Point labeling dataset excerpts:
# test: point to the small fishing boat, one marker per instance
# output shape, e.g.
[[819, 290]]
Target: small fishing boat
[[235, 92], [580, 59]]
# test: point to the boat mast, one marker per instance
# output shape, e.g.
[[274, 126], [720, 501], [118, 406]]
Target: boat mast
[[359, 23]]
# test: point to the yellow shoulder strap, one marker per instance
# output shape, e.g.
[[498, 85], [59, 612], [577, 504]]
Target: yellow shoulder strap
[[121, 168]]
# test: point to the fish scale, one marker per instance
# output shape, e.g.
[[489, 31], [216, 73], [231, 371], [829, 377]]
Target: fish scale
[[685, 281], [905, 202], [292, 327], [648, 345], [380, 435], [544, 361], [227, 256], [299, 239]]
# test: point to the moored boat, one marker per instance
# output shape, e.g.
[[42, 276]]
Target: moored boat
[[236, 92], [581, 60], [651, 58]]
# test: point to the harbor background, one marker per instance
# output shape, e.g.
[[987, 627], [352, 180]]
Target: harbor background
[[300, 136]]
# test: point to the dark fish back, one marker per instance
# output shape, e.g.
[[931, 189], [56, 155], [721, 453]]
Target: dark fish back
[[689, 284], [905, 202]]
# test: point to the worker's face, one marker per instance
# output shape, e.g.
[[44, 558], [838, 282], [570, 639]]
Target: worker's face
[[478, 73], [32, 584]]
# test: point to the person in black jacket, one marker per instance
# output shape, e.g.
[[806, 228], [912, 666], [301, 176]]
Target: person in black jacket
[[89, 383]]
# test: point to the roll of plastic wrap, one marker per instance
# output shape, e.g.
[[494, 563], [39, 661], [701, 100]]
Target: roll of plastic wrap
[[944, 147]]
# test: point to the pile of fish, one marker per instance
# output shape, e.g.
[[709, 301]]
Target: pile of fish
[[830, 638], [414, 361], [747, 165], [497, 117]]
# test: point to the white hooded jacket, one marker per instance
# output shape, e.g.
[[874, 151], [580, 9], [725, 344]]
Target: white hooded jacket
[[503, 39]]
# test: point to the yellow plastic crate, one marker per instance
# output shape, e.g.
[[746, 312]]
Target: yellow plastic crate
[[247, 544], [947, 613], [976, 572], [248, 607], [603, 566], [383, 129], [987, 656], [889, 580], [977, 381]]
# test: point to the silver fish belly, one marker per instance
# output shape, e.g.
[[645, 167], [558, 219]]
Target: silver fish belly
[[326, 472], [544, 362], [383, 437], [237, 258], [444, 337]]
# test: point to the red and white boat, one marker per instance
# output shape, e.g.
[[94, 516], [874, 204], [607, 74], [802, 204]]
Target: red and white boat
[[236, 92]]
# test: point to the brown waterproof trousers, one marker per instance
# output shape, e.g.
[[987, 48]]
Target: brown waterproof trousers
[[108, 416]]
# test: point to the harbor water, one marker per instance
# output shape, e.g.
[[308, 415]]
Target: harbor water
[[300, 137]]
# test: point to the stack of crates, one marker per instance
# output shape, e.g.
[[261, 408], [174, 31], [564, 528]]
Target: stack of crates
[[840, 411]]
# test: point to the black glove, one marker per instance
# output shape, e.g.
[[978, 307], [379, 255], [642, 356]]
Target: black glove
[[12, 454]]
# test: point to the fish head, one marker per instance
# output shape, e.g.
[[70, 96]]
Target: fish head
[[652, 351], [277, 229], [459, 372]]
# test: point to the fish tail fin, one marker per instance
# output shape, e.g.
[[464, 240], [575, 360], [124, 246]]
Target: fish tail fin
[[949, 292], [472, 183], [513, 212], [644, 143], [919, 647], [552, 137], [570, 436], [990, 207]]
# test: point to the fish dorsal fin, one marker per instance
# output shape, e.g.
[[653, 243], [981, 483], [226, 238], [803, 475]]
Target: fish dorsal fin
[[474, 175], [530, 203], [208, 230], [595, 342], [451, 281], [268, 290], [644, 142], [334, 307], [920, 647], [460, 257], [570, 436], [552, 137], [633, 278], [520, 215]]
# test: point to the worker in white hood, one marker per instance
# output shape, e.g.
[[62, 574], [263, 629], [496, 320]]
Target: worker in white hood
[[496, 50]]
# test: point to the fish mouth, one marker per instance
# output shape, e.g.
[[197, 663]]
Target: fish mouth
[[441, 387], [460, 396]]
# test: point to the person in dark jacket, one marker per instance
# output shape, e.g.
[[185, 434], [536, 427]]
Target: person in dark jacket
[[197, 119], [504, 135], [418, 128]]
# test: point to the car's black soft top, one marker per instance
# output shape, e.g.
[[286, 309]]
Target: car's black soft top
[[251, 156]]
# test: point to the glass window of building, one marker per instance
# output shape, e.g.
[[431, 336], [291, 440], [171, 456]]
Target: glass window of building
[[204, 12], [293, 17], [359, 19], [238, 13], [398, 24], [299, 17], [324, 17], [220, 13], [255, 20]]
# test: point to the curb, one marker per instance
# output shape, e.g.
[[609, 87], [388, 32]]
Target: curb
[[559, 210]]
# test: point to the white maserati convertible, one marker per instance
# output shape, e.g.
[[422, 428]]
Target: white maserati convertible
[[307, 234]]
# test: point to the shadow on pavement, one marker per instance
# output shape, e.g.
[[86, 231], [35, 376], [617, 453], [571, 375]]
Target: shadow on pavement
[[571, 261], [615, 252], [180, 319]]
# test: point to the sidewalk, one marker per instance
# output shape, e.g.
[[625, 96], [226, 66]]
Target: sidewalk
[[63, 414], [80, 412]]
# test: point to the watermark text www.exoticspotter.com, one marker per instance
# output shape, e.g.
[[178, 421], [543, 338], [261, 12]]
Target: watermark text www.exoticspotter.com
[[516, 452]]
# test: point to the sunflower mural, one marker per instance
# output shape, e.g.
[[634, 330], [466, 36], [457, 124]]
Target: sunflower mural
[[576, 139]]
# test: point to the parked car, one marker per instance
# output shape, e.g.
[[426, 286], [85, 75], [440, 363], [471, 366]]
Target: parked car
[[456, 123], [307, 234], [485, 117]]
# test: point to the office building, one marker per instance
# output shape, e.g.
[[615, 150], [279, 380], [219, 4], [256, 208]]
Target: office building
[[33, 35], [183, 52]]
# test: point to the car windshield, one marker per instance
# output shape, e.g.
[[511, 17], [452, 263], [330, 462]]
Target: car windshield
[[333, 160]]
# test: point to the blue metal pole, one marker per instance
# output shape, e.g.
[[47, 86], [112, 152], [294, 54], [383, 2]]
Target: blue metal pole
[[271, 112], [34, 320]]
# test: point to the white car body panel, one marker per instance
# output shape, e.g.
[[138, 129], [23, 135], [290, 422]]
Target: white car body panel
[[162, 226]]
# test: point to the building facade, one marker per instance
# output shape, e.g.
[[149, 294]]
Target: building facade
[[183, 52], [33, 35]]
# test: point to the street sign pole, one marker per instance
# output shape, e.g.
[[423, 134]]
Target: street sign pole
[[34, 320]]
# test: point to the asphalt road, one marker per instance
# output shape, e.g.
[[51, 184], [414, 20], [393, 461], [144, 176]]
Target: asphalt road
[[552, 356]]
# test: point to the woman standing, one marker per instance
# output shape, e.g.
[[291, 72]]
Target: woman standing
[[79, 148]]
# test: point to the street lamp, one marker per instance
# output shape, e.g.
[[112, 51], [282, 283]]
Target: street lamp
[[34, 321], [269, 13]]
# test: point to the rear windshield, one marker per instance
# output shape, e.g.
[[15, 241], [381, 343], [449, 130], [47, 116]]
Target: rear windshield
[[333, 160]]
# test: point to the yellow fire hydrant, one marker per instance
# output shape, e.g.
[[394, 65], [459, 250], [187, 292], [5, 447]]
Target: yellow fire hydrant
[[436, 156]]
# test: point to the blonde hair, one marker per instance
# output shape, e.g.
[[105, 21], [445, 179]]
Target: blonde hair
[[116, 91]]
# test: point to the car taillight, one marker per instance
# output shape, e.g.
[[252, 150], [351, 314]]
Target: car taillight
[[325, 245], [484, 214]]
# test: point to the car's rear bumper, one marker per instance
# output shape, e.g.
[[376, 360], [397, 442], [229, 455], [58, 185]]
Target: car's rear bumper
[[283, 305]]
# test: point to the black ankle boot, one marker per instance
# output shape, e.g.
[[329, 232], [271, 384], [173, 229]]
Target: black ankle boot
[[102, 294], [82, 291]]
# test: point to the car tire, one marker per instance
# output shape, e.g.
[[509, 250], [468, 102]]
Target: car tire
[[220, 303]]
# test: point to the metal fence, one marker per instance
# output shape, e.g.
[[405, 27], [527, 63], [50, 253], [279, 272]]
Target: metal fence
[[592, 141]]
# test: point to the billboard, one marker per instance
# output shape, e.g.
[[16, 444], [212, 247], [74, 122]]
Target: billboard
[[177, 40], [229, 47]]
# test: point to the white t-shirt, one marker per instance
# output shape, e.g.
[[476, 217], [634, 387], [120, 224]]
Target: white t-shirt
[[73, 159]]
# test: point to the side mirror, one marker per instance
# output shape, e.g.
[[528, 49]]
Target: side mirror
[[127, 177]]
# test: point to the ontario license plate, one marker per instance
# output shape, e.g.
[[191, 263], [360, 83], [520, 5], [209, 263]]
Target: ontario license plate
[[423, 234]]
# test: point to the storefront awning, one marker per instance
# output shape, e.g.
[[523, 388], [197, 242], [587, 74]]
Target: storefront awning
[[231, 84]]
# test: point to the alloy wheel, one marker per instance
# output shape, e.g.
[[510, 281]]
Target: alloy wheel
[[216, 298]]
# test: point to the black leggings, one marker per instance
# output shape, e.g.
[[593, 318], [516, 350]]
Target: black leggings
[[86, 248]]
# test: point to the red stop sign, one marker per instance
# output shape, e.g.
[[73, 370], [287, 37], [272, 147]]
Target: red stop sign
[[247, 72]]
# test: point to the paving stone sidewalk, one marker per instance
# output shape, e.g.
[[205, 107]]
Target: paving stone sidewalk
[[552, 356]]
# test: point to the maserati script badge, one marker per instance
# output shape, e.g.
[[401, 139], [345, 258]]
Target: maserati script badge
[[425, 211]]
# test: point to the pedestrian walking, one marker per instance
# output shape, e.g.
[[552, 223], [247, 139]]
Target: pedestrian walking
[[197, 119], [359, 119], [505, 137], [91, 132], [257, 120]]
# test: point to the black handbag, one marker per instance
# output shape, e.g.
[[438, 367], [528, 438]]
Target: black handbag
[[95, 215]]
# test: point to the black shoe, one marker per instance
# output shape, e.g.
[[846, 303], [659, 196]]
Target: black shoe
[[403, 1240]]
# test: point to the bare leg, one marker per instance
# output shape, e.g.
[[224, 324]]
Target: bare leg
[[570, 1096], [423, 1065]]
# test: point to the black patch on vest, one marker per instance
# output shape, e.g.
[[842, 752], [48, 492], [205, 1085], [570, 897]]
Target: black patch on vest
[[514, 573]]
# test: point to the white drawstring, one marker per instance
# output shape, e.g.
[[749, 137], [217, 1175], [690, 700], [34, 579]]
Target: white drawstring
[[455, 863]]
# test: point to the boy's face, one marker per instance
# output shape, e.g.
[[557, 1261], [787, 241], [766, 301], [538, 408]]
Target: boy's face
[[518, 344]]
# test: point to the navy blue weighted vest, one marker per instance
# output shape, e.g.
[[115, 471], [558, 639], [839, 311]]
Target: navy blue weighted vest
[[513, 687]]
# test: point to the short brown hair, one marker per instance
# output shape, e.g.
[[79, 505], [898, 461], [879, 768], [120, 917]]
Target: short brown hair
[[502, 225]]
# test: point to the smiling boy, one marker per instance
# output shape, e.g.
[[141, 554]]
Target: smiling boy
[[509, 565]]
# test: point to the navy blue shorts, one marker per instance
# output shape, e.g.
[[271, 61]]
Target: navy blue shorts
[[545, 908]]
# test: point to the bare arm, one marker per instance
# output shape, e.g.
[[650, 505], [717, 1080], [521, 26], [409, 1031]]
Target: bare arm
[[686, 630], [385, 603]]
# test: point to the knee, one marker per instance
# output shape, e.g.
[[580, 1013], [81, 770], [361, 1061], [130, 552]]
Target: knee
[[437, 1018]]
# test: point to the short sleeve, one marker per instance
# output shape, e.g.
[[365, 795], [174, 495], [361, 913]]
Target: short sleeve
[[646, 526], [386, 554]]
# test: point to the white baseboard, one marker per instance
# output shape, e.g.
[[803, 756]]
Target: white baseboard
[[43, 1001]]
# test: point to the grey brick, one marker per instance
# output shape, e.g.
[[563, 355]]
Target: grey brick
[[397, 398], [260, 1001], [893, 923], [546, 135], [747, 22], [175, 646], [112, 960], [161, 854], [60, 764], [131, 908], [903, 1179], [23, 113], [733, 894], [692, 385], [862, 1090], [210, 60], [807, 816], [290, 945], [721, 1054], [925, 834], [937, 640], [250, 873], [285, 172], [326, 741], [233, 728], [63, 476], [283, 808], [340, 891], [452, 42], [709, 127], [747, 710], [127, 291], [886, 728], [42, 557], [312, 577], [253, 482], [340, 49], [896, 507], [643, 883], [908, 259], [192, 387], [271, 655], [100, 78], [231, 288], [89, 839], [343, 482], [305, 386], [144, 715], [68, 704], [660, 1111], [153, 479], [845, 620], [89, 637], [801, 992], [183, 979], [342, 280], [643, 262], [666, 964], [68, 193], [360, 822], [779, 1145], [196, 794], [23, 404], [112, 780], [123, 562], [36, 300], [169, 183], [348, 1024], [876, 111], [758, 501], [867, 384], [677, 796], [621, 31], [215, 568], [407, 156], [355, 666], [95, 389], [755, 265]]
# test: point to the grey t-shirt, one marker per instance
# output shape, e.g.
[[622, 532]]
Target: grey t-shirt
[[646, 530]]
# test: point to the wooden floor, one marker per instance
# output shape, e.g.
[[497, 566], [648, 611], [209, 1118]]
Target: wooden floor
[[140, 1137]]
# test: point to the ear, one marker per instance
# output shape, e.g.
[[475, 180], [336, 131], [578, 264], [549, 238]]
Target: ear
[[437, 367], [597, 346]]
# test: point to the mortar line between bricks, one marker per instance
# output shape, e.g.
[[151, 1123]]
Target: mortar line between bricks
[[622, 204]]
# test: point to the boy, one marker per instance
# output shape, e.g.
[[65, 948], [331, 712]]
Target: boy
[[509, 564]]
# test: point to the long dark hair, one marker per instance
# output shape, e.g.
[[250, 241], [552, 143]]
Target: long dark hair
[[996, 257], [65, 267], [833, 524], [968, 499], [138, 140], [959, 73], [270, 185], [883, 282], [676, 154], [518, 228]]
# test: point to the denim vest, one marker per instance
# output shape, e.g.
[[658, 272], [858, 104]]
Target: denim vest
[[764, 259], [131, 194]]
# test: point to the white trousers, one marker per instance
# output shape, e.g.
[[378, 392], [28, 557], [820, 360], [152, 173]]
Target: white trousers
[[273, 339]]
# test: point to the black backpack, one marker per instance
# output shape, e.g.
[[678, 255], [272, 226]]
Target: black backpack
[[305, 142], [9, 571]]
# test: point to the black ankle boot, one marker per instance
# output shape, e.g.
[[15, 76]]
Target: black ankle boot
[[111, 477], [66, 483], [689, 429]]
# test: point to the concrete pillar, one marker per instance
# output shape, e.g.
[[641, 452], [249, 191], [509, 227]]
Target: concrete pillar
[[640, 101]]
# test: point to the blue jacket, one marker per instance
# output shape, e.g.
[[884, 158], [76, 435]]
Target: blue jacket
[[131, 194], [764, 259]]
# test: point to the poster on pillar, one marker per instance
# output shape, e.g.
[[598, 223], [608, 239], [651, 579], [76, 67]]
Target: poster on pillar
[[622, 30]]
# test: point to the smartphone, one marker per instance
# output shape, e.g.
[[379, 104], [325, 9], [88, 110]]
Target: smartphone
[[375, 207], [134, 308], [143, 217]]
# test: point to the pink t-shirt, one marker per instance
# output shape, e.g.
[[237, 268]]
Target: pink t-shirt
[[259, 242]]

Set task:
Can you write out every line, starting at the first row and ending at the line that contains "[[478, 73], [32, 584]]", unchanged except that each coordinate in the answer lists is moved up by 147?

Exercise output:
# test: point to the small fishing boat, one marker per instance
# output shape, e.g.
[[819, 290]]
Target: small fishing boat
[[382, 239], [727, 206]]
# test: point to the boat mast, one marker per instance
# output shape, e.g.
[[274, 126], [720, 501], [118, 406]]
Target: boat mast
[[506, 170]]
# test: point to the yellow shoulder strap, one marker per instance
# output shape, e.g.
[[498, 85], [59, 612], [577, 504]]
Target: yellow shoulder strap
[[268, 315]]
# test: point to the fish scale, one marker per instance
# output shape, e.g.
[[489, 31], [216, 73], [231, 371], [829, 377]]
Target: fish scale
[[832, 428], [1052, 349], [439, 474], [795, 492], [527, 582], [691, 508], [374, 403], [446, 386]]
# test: point to the moored boat, one marker per instance
# output shape, e.g.
[[42, 276]]
Target: moored boat
[[383, 239], [728, 207], [798, 205]]
# test: point to the harbor background, one marker per instance
# output shape, e.g.
[[987, 627], [352, 180]]
Target: harbor background
[[447, 283]]
# test: point to the dark fish back, one marker per instance
# output shape, e.g.
[[931, 189], [56, 155], [721, 453]]
Target: dark fish back
[[836, 431], [1052, 349]]
# test: point to the worker's face, one marker per instance
# output shape, e.g.
[[44, 558], [838, 282], [570, 639]]
Target: worker's face
[[625, 220], [179, 731]]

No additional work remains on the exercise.